Closed jairaj-arava closed 2 years ago
The same issue is seen on KBL Eve platform too. However @crojewsk has submitted the fix https://chromium-review.googlesource.com/c/chromiumos/third_party/kernel/+/3792265 which reduced the frequency of occurance of the issue.
@sathya-nujella @sathyap-chrome @cujomalainey @ranj063 @plbossart @kv2019i @Vamshigopal
FYI to @ujfalusi as well. It seems a snd_dma_alloc_pages() fails allocating memory that can fit the firmware. One option would of course be to cache the allocation. This would cut the available memory for use-cases, but ensure we have enough at each runtime resume.
@jairaj-arava SOF driver is already using the snd_dma_alloc_pages() so that change for SKL doesn't help here. The options are not so great if free memory is low and fragmented. Let us try to reproduce this.
Can you check the sound/core/memalloc.c
in case you are missing some patches?
There were a regression which manifested like this caused by
2c95b92ecd92e784785b1db8cccc4f0f2bfa850c ALSA: memalloc: Unify x86 SG-buffer handling (take#3)
If I recall right this patch was fixing that issue 925ca893b4a65177394581737b95d03fea2660f2 ALSA: memalloc: Add fallback SG-buffer allocations for x86
and like the following patch is needed: 9882d63bea14c8b3ed2c9360b9ab9f0e2f64ae2b ALSA: memalloc: Drop x86-specific hack for WC allocations
I think I found a bug that can explain this. @jairaj-arava , can you try this https://github.com/thesofproject/linux/pull/3853
I think I found a bug that can explain this. @jairaj-arava , can you try this #3853 I still see the issue with the #3853.

Provided material |
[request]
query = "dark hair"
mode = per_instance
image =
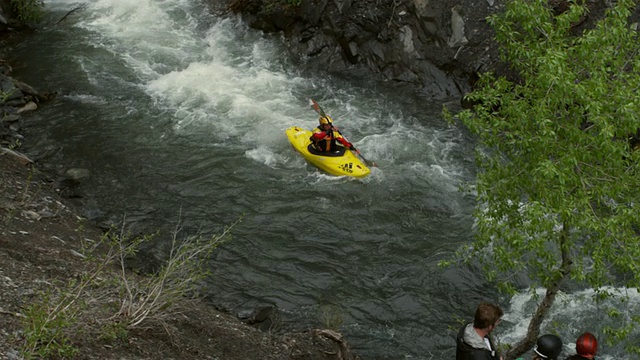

Tasks to carry out |
(1) In the forum thread about the firmware memory allocation failure, on which platform is the same issue also reported to occur?
(2) Continue the forum thread about the firmware memory allocation failure, adding the comment that would come after its final one.

Response list |
(1) The KBL Eve platform.

(2)
@jairaj-arava that would mean the platform is not able to allocate 4KB? Can you attach the latest logs with this #3853?
@jairaj-arava that would mean the platform is not able to allocate 4KB? Can you attach the latest logs with this #3853?
We tried the below scenarios and could still see the issue in all scenarios . For the step 3, attached the dmesg logs and couldn't see fw logs since fw boot is failed (Attached fw logs dump just before we hit the issue).
@jairaj-arava I've been trying to reproduce this on a local machine for couple of hours, but with no luck (I'll contact you separately to sync the details of the environment). This is running a bit older Cros (R100), but I thought to start with this. I've monitored /proc/meminfo and I can see "Slab" and "SUnreclaim" grow a bit, and also overall "Committed_AS", but nothing drastic and I've not been able to hit the error. Could you add capture of /proc/meminfo to your test setup and capture the output at each iterator. I'd be interested to see the first and last meminfo dumps and a few captures in between.
We could also enable kmemleak in kernel and see if that catches any leaks in the test.
I also tested similar procedure with plain mainline SOF in a non-Cros system, and I can confirm memory usage is not growing if I do suspend test during playback.
Locally tested workaround: https://github.com/thesofproject/linux/pull/3872
The buffer allocation for ICCMAX will be also skipped in case of IMR booting.
@jairaj-arava, can you test it on your system?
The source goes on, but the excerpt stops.